EXERCISE REQUIREMENTS
Rename "blue sky" to "clear sky" in everything from the line containing "outline <item>dry golden grass</item>" down to the line containing "0], [0, 102]]", and return only those lines with nothing else changed.

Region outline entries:
'''
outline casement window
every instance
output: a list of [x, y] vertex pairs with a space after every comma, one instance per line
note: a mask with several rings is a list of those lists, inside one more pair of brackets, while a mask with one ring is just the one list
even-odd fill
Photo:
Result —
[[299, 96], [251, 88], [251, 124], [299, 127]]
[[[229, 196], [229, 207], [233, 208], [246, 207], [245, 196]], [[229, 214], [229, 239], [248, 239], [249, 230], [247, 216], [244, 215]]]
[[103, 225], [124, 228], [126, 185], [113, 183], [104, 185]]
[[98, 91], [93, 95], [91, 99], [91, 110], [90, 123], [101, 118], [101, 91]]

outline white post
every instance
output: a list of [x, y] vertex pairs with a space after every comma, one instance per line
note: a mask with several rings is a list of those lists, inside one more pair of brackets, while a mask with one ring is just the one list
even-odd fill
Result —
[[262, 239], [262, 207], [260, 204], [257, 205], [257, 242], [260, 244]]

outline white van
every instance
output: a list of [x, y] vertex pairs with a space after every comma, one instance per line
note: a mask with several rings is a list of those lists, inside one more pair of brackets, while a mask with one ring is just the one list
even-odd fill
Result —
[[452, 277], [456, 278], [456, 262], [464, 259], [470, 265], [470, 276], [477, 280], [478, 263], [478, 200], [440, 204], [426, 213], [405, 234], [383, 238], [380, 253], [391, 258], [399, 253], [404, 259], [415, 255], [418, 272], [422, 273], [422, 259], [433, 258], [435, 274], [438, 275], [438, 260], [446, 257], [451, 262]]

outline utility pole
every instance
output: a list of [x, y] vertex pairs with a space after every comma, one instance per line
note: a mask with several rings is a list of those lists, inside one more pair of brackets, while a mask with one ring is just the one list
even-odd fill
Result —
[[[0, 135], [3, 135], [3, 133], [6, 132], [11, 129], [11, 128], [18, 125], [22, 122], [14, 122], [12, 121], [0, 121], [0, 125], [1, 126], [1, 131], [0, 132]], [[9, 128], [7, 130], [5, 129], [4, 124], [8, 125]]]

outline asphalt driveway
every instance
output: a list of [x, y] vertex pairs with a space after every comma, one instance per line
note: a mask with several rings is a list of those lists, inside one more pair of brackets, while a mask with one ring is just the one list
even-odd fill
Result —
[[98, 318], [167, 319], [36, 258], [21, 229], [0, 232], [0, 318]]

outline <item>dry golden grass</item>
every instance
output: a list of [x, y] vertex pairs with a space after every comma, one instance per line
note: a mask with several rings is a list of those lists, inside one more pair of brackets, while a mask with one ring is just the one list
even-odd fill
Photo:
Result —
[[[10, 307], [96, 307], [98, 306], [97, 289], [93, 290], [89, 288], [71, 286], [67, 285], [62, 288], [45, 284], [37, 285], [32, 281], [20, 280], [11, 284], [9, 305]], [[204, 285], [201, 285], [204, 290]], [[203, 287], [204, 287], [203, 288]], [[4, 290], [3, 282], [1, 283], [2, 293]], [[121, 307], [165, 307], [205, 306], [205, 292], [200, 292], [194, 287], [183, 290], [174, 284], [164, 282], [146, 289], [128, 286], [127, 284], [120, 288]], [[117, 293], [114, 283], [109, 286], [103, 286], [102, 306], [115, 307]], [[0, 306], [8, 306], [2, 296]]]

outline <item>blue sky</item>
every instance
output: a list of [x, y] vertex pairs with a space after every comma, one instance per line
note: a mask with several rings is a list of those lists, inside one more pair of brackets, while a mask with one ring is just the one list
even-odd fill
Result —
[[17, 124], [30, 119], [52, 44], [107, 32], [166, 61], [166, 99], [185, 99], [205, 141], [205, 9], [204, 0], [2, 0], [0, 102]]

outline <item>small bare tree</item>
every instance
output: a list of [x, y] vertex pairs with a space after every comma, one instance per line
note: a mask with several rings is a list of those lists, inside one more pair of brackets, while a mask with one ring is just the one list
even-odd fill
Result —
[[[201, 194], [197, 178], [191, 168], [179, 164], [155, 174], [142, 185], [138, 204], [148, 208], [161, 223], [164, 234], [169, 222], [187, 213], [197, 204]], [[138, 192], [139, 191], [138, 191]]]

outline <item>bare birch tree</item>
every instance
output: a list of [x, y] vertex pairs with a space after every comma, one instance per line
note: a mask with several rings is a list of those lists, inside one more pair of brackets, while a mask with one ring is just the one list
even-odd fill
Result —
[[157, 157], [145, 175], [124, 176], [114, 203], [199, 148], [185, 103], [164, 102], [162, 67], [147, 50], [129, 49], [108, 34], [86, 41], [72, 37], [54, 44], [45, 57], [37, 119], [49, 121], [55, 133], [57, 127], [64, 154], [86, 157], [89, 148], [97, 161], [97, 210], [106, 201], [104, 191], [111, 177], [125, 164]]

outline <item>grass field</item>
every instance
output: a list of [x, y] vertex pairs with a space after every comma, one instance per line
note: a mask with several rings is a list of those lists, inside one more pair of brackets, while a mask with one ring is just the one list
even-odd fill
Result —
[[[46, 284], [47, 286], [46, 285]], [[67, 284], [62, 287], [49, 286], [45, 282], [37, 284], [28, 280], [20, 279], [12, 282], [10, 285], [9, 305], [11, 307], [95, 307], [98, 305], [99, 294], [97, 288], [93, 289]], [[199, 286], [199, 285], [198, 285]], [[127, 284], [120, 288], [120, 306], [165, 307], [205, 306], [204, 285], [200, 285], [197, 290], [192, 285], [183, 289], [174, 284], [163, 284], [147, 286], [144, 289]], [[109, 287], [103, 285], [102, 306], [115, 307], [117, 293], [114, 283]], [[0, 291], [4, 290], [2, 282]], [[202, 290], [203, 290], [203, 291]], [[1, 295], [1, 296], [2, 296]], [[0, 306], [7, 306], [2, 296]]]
'''
'''
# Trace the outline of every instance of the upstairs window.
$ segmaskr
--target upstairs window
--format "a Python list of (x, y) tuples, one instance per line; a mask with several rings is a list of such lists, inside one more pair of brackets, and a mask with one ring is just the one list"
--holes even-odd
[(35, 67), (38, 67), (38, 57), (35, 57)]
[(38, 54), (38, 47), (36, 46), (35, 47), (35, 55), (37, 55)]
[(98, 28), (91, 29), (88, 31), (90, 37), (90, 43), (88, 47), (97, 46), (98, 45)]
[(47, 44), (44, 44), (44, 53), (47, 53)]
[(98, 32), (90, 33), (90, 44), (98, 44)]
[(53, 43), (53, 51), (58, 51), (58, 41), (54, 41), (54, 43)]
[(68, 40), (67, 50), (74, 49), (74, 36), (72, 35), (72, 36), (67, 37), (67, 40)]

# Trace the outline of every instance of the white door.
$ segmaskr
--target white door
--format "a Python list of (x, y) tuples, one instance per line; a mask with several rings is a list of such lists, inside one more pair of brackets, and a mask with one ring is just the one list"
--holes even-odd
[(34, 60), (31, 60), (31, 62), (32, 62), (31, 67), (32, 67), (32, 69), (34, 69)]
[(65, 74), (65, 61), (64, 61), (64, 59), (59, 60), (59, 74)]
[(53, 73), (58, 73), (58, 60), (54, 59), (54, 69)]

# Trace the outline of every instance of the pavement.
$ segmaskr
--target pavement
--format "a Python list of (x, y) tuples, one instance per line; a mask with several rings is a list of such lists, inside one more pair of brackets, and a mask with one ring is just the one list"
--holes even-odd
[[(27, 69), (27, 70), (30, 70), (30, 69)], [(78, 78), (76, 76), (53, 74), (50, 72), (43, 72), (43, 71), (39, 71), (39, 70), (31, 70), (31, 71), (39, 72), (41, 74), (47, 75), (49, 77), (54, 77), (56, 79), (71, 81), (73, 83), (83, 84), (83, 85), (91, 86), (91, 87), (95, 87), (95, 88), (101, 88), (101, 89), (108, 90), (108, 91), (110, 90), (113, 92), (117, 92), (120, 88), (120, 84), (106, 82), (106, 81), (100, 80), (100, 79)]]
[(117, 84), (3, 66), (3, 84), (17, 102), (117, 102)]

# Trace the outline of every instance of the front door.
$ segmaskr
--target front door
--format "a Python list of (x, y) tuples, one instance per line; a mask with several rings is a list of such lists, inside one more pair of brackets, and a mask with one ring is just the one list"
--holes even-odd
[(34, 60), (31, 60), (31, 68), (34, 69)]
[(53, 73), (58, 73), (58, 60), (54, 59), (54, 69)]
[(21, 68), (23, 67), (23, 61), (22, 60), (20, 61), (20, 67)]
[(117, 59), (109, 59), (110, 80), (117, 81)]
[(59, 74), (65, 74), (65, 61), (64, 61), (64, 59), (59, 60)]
'''
THE RESULT
outline <item>dry golden grass</item>
every instance
output: a list of [x, y] vertex pairs with a space after every comma, one instance per line
note: a mask with several rings is a list of those lists, inside one more pair of brackets, while a mask with one ring is just the one list
even-odd fill
Photo:
Result —
[[[10, 307], [96, 307], [98, 306], [97, 289], [93, 290], [89, 288], [71, 286], [67, 285], [62, 288], [45, 284], [37, 285], [32, 281], [20, 280], [11, 284], [9, 305]], [[204, 285], [201, 285], [204, 290]], [[203, 287], [204, 287], [203, 288]], [[4, 290], [3, 282], [1, 283], [2, 293]], [[121, 307], [165, 307], [205, 306], [205, 292], [200, 292], [194, 287], [183, 290], [174, 284], [164, 282], [146, 289], [128, 286], [127, 284], [120, 288]], [[117, 293], [114, 283], [109, 286], [103, 286], [102, 306], [115, 307]], [[0, 306], [8, 306], [2, 296]]]

outline <item>clear sky</item>
every instance
output: a list of [x, y] vertex pairs with a space after every comma, one instance per line
note: a mask with several rings is a list of those lists, inside one more pair of brackets, while a mask with one ring is just the one list
even-odd fill
Result —
[[17, 124], [30, 119], [52, 44], [107, 32], [166, 61], [166, 99], [185, 99], [205, 141], [205, 9], [204, 0], [2, 0], [0, 102]]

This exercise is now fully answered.